==== Texto selecionado ====
Fortaleza esta livre: II turno é um mercado de negócios.

Leonardo Sampaio
Educador Popular

Não pude ver coisa pior na política do que um segundo turno, parece um mercado de negócio, uma feira de venda e troca.
Vivi a experiência de segundo turno na disputa eleitoral entre Inácio Arruda e Juracy Magalhães. Estava lá na coordenação da campanha e presenciei uma avalanche de candidatos a vereadores, partidos políticos, religiosos, cabos eleitorais todos perdedores das campanhas adversárias. Eles vão chegando à porta do candidato propondo negociata dos votos que se dizem proprietários e transformava-os em mercadoria pra negócio, sem o mínimo de pudor, princípio, nem ética na política.
É na cara de pau, muitos falam que já foram no adversário negociar, mas não chegaram a fechar o negócio, outros dizem: “eu vim aqui fazer uma oferta de negócio, se não der certo eu vou no outro candidato” e aí vão apresentando as vantagens do seu produto e chegam até dar garantia do volume de votos.
Os custos do produto variam de acordo com o perfil de quem oferta, do volume ou até da necessidade.
Quando o dono do produto é uma instituição religiosa ou “pilantrópica” normalmente a venda é a dinheiro vivo. Quando é instituição política, o custo são cargos na gestão e quando é pessoa física, o próprio candidato ou cabo eleitoral é o valor em moeda viva.
E o pobre eleitor não sabe de nada disso, mas também faz suas exigências que variam de acordo com seus padrões de vida, é uma escola, uma creche, infra-estrutura, é moradia, atendimento médico de qualidade, educação de qualidade, política de turismo, é geração de trabalho e renda, bolsa família, cursos de qualificação profissional, créditos financeiros e uma variedade de outras cobranças que assegurem qualidade de vida.
Fortaleza está livre do segundo turno, o eleitorado fez um grande bem a essa Cidade ao decidir a eleição no primeiro turno.
Sabemos o quanto sofremos na gestão ainda em curso, com os produtos políticos de pouca qualificação técnica para as funções e que transformaram os cargos em trocas eleitorais, principalmente nas regionais. São gestões inoperantes e o eleitorado tem outro perfil mais exigente sobre o gestor, ele quer política pública com qualidade de vida.
====
Instruções -
**1.** Transcreva literalmente o trecho do texto sobre o segundo turno em Fortaleza que começa em "Sabemos o quanto" e termina em "com qualidade de vida.".
**2.** Segundo o texto sobre o segundo turno em Fortaleza, qual é o custo quando quem oferece os votos é uma instituição política?
**3.** Dê continuidade ao texto sobre o segundo turno em Fortaleza a partir do ponto em que ele termina.
Os registros não têm nenhum papel aqui.
==== Dados para análise ====
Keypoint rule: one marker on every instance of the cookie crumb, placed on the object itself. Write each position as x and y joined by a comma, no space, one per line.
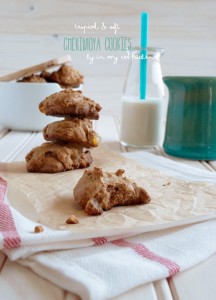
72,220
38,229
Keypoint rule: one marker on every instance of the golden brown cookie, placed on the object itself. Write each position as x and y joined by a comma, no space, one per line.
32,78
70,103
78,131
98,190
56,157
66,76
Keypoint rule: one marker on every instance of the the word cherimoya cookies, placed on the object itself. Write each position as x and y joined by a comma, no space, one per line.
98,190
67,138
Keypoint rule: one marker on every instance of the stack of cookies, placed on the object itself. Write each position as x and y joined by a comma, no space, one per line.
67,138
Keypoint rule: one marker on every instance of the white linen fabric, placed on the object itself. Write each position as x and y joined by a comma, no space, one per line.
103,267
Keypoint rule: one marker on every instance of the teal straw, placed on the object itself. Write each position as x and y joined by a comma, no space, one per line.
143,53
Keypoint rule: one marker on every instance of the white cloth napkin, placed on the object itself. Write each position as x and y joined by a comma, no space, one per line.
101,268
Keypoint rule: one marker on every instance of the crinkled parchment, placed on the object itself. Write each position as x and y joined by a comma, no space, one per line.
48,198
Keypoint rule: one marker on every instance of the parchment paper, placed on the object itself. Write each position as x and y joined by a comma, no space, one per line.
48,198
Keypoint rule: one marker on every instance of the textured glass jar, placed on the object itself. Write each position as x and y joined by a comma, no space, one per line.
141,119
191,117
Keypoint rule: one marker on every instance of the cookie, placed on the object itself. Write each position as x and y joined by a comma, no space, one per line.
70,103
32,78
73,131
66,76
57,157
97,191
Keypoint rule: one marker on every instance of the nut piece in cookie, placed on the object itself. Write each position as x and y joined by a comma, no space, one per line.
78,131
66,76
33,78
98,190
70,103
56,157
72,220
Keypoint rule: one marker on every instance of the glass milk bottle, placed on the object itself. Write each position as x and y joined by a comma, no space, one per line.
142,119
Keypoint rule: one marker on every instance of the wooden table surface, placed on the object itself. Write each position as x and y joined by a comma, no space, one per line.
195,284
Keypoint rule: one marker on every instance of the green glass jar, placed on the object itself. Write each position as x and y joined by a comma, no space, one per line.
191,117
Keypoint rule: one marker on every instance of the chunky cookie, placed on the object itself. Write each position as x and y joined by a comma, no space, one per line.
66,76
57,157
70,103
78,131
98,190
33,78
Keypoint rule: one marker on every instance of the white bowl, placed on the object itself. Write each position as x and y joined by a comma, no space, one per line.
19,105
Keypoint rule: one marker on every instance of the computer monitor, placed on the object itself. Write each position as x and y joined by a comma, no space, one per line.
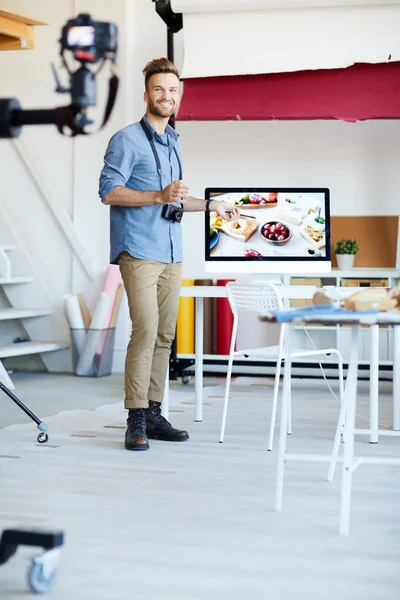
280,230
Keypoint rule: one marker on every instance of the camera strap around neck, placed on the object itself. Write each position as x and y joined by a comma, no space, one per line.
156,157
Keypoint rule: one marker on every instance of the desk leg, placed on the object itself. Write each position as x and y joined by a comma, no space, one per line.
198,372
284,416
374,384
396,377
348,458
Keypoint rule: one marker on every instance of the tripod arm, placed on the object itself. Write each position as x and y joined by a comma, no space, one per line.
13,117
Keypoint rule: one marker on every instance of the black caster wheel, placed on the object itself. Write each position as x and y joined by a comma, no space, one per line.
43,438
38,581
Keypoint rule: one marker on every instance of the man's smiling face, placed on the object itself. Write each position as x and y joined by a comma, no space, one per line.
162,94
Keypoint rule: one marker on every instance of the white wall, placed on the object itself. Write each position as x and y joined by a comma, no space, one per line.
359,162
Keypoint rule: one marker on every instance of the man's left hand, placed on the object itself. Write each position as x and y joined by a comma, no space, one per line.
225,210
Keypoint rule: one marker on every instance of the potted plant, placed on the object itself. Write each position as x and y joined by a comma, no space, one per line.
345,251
====
==== Dados para análise ====
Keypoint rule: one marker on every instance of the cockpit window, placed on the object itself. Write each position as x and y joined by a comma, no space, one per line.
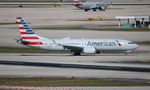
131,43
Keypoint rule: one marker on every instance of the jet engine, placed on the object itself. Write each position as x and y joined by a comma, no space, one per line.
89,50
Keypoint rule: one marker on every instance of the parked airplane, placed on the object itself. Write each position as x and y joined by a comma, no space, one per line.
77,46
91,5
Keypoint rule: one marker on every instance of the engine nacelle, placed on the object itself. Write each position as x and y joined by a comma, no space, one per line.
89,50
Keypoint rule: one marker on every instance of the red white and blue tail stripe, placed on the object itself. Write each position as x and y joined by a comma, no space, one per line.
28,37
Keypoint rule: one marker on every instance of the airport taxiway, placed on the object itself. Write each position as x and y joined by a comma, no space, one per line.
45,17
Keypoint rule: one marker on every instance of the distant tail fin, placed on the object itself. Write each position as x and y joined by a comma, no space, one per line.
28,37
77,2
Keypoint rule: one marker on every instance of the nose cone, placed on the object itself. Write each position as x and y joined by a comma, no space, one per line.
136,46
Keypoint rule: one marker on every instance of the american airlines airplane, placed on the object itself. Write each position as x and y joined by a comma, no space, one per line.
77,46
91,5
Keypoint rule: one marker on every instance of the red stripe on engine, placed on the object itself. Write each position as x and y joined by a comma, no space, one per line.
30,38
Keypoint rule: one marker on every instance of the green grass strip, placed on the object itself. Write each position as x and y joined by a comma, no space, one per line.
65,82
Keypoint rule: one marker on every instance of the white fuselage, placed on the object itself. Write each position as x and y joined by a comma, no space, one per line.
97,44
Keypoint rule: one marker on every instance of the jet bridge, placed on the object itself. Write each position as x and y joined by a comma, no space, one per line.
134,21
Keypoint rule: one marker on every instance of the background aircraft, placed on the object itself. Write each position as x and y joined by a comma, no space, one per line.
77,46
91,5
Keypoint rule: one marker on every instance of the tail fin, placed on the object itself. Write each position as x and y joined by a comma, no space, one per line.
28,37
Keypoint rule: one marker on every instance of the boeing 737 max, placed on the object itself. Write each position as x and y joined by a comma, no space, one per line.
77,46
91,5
====
==== Dados para análise ====
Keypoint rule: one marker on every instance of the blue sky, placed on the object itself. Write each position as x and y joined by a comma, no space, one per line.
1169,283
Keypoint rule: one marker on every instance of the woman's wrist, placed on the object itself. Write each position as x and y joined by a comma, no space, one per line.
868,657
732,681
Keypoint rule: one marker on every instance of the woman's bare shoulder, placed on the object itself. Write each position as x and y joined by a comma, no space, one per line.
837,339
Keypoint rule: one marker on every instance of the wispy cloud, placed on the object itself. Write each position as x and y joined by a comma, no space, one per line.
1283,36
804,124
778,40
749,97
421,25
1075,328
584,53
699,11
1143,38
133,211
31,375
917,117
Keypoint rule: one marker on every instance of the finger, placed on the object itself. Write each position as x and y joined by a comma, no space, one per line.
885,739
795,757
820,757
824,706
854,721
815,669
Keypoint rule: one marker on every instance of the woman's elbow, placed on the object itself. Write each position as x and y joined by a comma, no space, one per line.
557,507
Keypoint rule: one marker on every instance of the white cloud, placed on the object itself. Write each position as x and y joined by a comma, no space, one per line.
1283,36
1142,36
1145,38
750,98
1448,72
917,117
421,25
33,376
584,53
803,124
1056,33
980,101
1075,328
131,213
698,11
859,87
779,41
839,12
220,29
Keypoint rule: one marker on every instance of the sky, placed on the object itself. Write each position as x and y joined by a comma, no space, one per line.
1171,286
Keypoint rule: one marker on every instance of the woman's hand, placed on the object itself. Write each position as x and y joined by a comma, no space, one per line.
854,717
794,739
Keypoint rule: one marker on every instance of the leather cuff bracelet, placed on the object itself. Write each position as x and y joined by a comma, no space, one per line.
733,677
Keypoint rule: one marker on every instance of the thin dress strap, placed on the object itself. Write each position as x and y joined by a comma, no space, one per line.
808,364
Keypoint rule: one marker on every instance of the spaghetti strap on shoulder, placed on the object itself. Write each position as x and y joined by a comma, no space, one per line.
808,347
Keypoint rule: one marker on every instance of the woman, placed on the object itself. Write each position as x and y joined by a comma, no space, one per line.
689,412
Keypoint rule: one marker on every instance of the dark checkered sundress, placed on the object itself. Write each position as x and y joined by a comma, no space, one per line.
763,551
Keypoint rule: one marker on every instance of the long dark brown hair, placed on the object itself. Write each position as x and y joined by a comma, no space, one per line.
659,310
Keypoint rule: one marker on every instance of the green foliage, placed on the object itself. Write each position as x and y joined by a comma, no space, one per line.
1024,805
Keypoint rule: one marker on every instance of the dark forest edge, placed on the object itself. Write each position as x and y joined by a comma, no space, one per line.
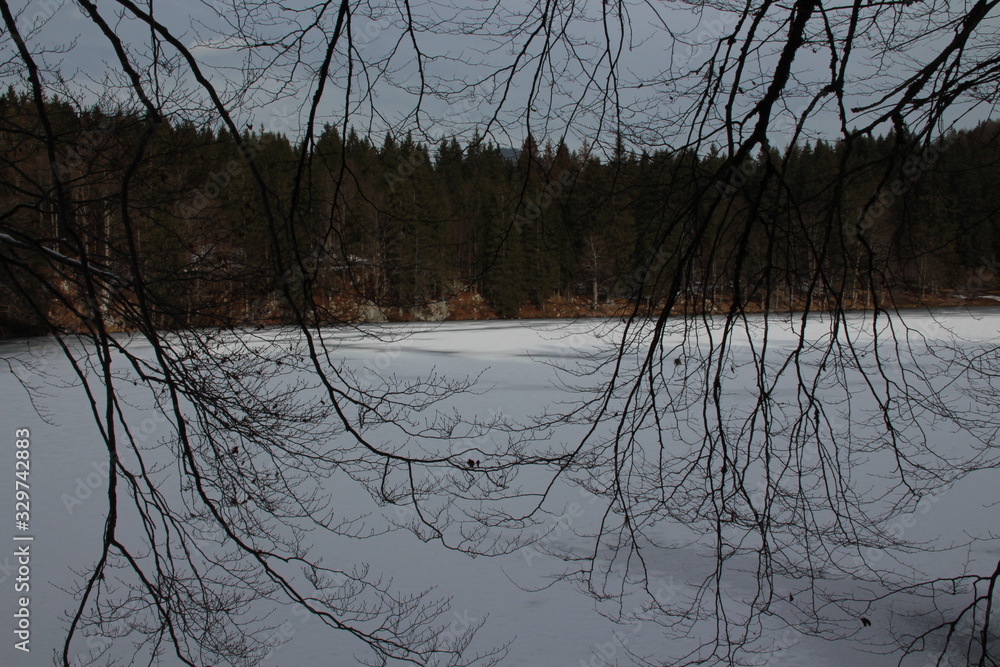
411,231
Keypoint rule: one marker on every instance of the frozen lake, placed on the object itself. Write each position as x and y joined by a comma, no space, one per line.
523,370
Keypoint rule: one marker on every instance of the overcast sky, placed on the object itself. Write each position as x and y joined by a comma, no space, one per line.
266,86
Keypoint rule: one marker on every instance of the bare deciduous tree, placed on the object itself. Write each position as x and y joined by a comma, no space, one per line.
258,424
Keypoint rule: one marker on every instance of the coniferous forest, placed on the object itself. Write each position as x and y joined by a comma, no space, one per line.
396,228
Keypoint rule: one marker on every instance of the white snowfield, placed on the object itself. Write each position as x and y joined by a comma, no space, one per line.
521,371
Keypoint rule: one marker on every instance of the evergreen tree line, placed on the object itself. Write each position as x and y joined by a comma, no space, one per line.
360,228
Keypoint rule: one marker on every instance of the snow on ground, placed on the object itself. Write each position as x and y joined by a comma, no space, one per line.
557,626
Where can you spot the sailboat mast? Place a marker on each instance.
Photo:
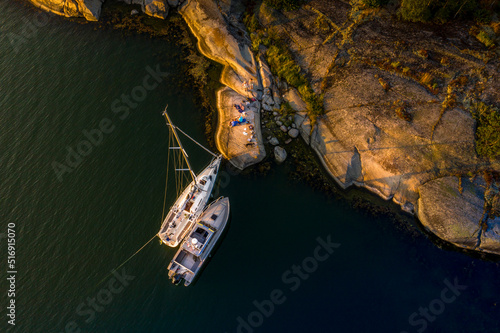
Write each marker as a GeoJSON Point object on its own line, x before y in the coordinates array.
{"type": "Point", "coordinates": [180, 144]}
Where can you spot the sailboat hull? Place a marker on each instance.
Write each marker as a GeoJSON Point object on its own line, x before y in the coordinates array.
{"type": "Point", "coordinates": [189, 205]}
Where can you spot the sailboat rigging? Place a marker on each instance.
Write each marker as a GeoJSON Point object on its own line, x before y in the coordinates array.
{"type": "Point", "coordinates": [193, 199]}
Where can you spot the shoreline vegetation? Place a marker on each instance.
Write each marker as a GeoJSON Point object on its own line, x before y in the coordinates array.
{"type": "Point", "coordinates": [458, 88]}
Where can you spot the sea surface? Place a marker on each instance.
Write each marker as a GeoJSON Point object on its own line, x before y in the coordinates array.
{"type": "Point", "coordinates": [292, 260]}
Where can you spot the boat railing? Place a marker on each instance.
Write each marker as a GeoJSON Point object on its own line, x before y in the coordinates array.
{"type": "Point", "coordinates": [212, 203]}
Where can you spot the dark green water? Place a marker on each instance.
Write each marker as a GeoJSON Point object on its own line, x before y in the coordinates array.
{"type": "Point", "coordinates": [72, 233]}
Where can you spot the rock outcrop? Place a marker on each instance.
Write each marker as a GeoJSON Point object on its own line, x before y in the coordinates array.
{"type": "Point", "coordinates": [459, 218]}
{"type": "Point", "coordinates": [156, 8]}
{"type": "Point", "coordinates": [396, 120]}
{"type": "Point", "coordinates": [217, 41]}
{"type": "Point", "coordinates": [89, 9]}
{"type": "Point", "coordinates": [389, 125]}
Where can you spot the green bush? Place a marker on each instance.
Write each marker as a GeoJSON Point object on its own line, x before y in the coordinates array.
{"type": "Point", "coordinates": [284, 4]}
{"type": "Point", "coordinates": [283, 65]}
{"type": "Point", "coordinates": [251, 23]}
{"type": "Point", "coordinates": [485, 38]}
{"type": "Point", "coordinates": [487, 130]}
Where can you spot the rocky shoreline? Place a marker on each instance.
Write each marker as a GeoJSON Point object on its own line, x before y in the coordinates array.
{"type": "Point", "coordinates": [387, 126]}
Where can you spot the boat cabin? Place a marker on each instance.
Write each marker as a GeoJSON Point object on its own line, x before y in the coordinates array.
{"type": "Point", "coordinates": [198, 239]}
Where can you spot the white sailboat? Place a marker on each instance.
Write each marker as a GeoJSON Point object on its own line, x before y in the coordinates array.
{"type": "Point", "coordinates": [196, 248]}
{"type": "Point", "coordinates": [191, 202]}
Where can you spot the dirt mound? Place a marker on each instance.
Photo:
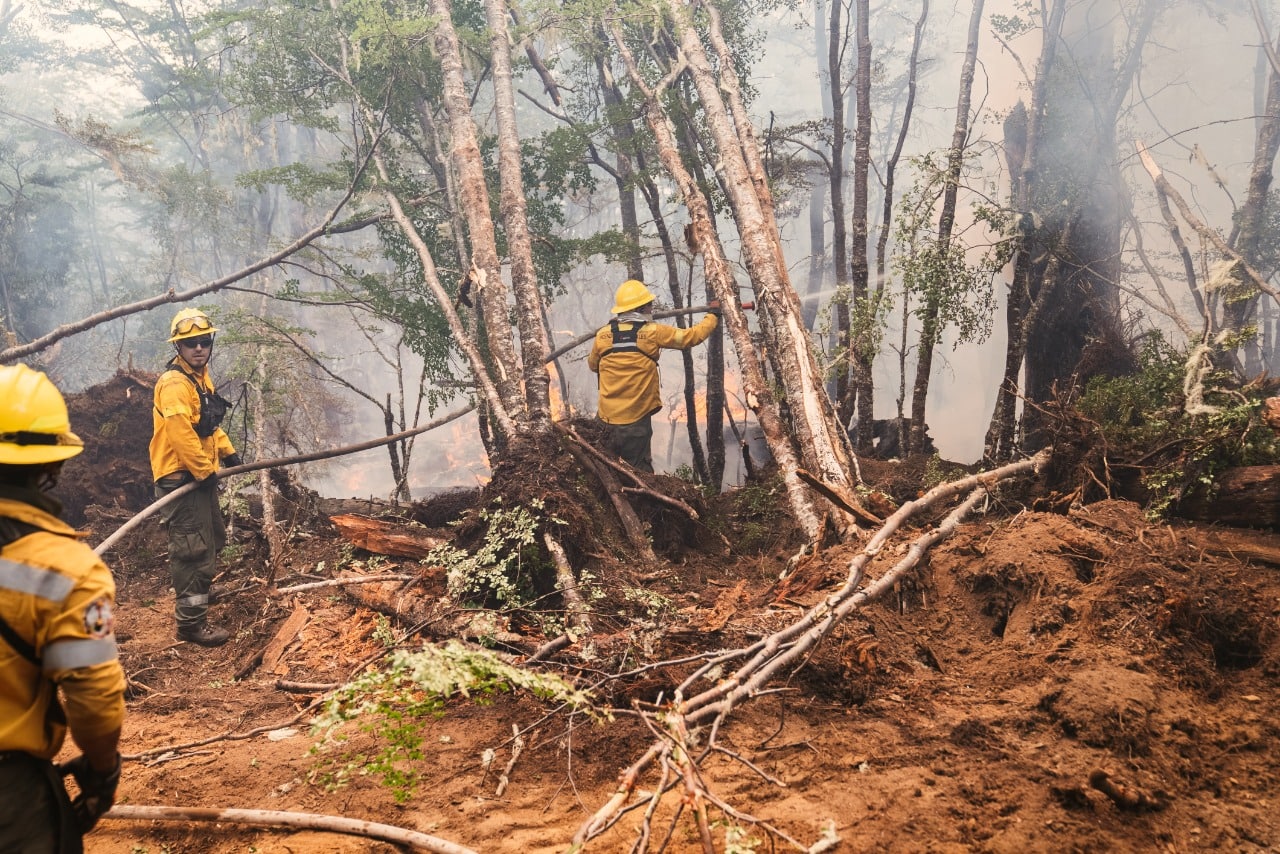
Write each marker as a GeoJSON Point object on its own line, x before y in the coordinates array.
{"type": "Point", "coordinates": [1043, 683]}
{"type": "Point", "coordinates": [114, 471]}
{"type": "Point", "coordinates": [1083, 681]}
====
Respostas às tarefas -
**1.**
Sabemos o quanto sofremos na gestão ainda em curso, com os produtos políticos de pouca qualificação técnica para as funções e que transformaram os cargos em trocas eleitorais, principalmente nas regionais. São gestões inoperantes e o eleitorado tem outro perfil mais exigente sobre o gestor, ele quer política pública com qualidade de vida.

**2.** O custo são cargos na gestão.

**3.**
Mas parece que esse perfil técnico de gestão pública, não perpassou pelas regionais de Fortaleza, talvez tenha sido porque a prefeita foi eleita em um segundo turno, onde as negociatas políticas institucionais se deram e os gestores indicados para as regionais faziam parte das compensações de derrotas eleitorais dentro dos partidos e a gestão passou a ser uma coalizão com negociações de cargos.
Nas Regionais, cada uma era de um partido e os gestores indicados todos tinham perfis eleitorais pessoais, o que é fácil de ser identificado, basta denominar por Secretaria, na I - PC do B, Mariano de Freitas, na II – PSB, Rogério Pinheiro, na III – PV, Marcelo Silva, na IV – PT, José Maria e Deodato Ramalho, na V – PDT, Oriá, na VI – PSB, Mindelo.
O resultado desse modelo de gestão da prefeita foi muito precário do ponto de vista técnico, de estudos das ações executadas, os vícios internos da máquina permaneceram e ainda com péssima qualidade.
A prova disso: basta ver os resultados eleitorais de vereadores, todos estes secretários das seis regionais, foram candidatos a vereador e nenhum foi eleito, o mesmo aconteceu com o segundo escalão das Regionais, Luis Arruda, Prof. Elói, Manoel Carlos e até o Almir (talvez tenha outros que não identifiquei).
Há um outro alinhamento político de gestão pública local que é o vereador dito “do bairro”, que sempre se utiliza dos equipamentos públicos para fazer currais eleitorais. Nessa eleição, o eleitorado rejeitou essa tradição, vejamos: Maurício Assêncio, Didi Mangueira, Cacá, Hélder Couto, Narcilio Andrade, Nelba Fortaleza, Alri Nogueira, Carlinho Santana e outros ainda anônimos na mídia.
Espero que Fortaleza nessa gestão sem segundo turno, se defina pelo perfil técnico, de amadurecimento profissional e execução das políticas públicas.
Uma gestão capaz de contribuir com a desconstrução do estado burguês, que avance na construção de uma sociedade organizada, livre, soberana, igualitária, gestada pelo o poder popular.